指示文 A
吉原散歩についての本文を読み、次の問いに答えてください。
(i) この散歩で案内役を務めるのは誰と誰ですか？
(ii) 企画の人気に拍車がかかっている理由として、テレビで何がオンエアされていると書かれていますか？
(iii) 参加者はどこに集合し、まずどのスタート地点へ向かいますか？
指示文 B
吉原散歩についての本文は、一行が「見返り柳」へ向かうところで終わっています。その先を書き継いでください。

本文
- - - - - - -
林家たけ平さんと吉原商店会長の不破利郎さんに案内していただく「吉原散歩」に参加。廓噺で出てくる吉原遊廓がどんなものだったのか以前から興味があり、関連書籍も何冊か買ってはいるのだが、想像は膨らむもののなかなか実感できないでいた。
実際にその場所を歩けば少しは理解できるのではと思いながらも、男一人で今の吉原をぶらぶらするのは昼間でもはばかられる。
そんなときに偶然見つけたのがこの企画。さっそく申し込んだが、毎回満員御礼の企画らしい。特に今、テレビで「鬼滅の刃『遊郭編』」がオンエアされているので、人気に拍車がかかっている模様。

散歩の後にはたけ平師匠の落語が2席楽しめる

吉原の料亭「金村」に集合して、まずはスタート地点「見返り柳」へ。
- - - - - - -
提供資料
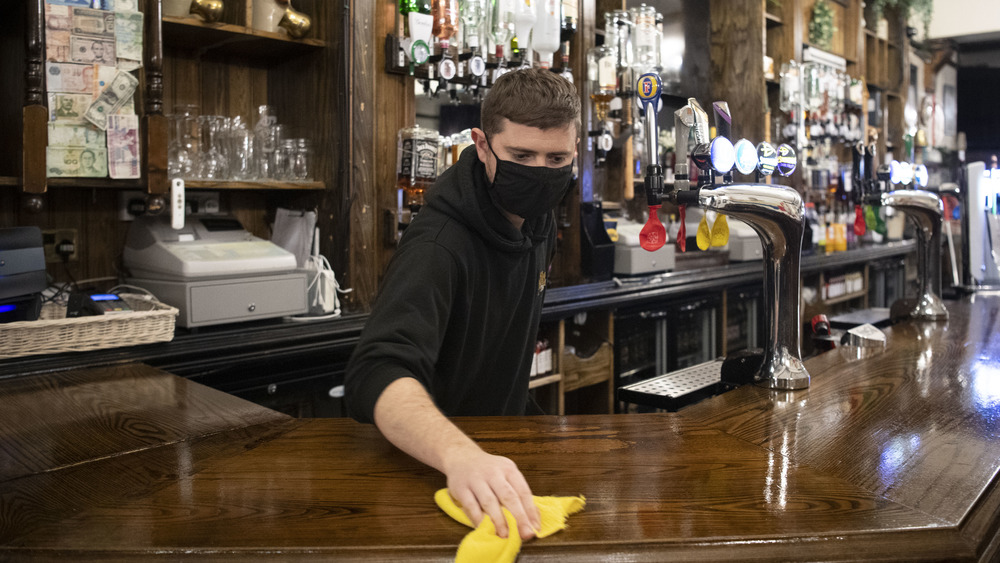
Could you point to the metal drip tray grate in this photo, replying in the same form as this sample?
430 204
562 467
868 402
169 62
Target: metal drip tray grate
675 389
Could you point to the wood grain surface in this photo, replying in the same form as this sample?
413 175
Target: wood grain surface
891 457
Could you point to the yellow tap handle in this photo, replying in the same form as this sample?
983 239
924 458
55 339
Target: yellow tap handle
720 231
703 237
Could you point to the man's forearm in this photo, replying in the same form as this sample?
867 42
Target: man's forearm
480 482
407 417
- - - - - - -
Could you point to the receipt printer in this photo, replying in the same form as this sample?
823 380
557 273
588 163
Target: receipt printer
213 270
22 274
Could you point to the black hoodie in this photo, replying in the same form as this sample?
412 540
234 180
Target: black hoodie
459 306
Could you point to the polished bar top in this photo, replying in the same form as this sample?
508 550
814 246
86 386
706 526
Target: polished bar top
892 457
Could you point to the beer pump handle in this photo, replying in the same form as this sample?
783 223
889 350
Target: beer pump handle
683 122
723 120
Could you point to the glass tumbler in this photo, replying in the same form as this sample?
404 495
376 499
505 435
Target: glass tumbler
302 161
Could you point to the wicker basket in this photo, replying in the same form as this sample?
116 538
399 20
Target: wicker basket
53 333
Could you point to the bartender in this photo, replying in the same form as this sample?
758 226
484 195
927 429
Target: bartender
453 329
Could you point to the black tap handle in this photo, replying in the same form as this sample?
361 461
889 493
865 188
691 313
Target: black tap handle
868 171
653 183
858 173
- - - - - - -
解答 A
(i) 林家たけ平さんと、吉原商店会長の不破利郎さん
(ii) 「鬼滅の刃『遊郭編』」
(iii) 吉原の料亭「金村」に集合し、スタート地点の「見返り柳」へ向かう

解答 B
見返り柳。今は昔の場所から移動して植えられている。
吉原でモテた人だけが帰りにここで振り返って、その晩のことを思い出したそう。

ここからくねくねと曲がる五十間通りを進むと大門に着く。吉原の町の区割りは昔も今も変わらないそうだ。

五十間通り。曲がりくねっているのは大名行列や女子供の目から隠すため。
大門跡。今は交番がある。この脇の道がもとのお歯黒どぶ。

吉原遊廓の広さは今の東京ドーム2個分。大見世から小見世、大小さまざまな妓楼があったが、私が気になっていたのは文七元結に出てくる大見世の「佐野槌」。「角海老」として演じられることもあるが、この「佐野槌」が本当にあったのか知りたかった。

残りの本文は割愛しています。